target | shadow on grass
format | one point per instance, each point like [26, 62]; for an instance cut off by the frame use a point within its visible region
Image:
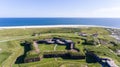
[27, 48]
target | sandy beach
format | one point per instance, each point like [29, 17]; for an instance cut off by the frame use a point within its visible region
[54, 26]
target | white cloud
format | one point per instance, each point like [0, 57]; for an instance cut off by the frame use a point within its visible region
[106, 12]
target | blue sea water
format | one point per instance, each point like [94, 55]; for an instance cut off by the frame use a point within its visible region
[111, 22]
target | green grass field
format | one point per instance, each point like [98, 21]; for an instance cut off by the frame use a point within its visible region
[11, 49]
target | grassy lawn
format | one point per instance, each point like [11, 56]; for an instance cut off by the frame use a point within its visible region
[65, 33]
[60, 47]
[46, 47]
[50, 62]
[4, 56]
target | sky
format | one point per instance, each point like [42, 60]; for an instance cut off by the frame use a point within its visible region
[60, 8]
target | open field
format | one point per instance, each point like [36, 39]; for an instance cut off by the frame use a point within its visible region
[11, 49]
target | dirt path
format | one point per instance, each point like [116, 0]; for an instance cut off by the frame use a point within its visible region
[36, 47]
[55, 50]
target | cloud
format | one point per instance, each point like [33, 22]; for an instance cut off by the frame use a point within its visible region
[106, 12]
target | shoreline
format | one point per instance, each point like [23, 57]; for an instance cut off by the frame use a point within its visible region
[54, 26]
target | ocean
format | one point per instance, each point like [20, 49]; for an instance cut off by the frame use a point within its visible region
[111, 22]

===============

Here the output must be the lines above from the line with "format | one point per instance, each point like [42, 60];" to the line with "target | shoreline", both included, duplicated word for word and nothing else.

**Task solution**
format | one point per instance, each point like [42, 60]; for an instance cut off by the frame use a point within its visible region
[60, 8]
target | open field
format | one point per instance, each point like [36, 39]; for an instance cut off by the frame use a point within its visible region
[11, 49]
target | dirt path
format | one point per instance, each point like [116, 0]; for an instance cut off by the frame use a point within its visible region
[36, 47]
[55, 50]
target | cloud
format | one point per instance, each point like [33, 22]; for an instance cut off by the frame use a point within its visible region
[106, 12]
target | shoreline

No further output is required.